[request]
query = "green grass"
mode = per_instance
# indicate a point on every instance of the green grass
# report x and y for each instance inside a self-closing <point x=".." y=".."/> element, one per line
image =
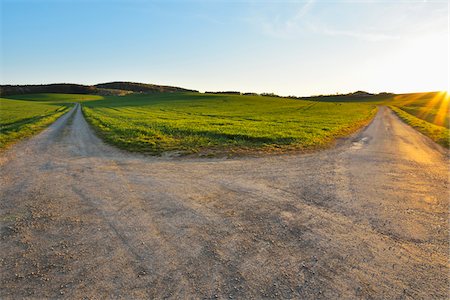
----------
## TASK OBJECTIVE
From the line containing "# report x and" through the end of the entries, quote each line exactly and nothing else, excluding all pictures.

## EXERCISE SOLUTION
# report x and y for each instance inside a self-closing <point x=".." y=".."/> element, one per line
image =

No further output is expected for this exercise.